Dataset entries
──────

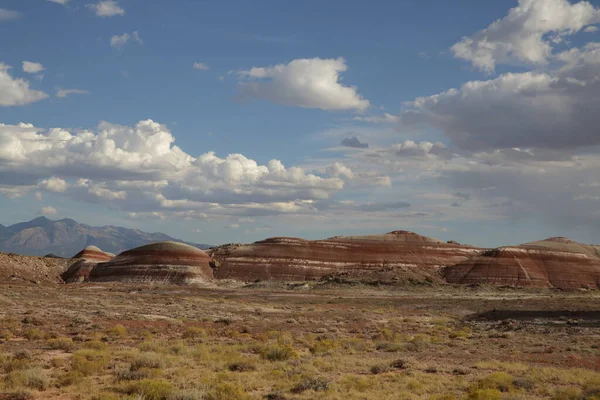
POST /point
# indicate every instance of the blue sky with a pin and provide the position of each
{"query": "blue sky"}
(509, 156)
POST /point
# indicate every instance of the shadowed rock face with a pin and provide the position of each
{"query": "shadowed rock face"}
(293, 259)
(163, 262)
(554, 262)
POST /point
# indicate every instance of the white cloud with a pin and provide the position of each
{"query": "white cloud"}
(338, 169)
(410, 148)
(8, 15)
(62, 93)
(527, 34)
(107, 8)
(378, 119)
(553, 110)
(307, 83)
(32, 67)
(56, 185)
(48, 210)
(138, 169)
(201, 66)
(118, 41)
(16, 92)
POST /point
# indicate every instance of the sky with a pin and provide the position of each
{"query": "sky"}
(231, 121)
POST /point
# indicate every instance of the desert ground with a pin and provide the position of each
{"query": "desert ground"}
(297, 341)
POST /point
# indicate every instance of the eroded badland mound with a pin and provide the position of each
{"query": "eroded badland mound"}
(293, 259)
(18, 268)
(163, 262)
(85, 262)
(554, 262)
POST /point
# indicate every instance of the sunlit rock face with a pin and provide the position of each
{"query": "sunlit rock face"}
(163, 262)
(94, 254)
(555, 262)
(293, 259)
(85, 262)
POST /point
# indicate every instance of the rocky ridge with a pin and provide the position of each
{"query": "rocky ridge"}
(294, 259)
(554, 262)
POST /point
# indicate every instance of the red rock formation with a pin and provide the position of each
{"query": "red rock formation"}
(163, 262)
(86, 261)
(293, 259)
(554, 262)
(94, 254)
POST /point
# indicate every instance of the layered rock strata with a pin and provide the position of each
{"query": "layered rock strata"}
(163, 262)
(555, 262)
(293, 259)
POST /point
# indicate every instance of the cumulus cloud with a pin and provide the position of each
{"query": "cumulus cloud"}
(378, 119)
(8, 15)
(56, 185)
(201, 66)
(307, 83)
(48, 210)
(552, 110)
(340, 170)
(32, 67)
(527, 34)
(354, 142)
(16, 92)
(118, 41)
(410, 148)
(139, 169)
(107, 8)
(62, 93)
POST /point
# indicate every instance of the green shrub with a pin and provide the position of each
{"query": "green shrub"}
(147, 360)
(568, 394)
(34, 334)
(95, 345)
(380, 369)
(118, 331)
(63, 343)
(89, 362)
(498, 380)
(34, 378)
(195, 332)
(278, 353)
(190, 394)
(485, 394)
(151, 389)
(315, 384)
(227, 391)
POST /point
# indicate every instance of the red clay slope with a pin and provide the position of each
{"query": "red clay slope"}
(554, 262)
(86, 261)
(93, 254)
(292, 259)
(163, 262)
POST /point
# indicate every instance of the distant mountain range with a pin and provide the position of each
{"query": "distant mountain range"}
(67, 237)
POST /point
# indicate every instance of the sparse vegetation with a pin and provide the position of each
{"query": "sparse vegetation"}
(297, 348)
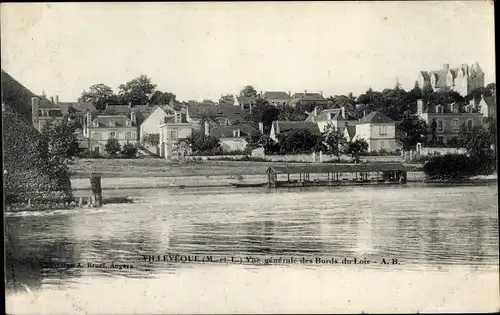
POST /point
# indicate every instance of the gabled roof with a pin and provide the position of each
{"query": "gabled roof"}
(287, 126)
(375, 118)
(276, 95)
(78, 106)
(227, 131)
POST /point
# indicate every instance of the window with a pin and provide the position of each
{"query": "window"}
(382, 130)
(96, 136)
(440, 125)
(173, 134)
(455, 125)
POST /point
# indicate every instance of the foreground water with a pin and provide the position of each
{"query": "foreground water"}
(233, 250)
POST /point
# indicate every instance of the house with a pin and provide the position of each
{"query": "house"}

──────

• [TASK DIRECTIONS] Every line that holds the string "house" must be copied from the records above.

• [ANSWER FOR THE TASK]
# indicate every instance of the house with a pin and provide the position of each
{"query": "house"}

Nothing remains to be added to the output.